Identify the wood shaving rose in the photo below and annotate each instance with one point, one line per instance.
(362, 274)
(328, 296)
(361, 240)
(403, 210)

.....

Work to be completed → Rewrite all of the lines above, including each request, and multiply every coordinate in the answers by 2.35, rounding to the nearest whole number with halves rounded up.

Solved exercise →
Identify the wood shaving rose in the photo below and annotate each instance with one point, one line per instance.
(851, 644)
(771, 696)
(848, 564)
(947, 494)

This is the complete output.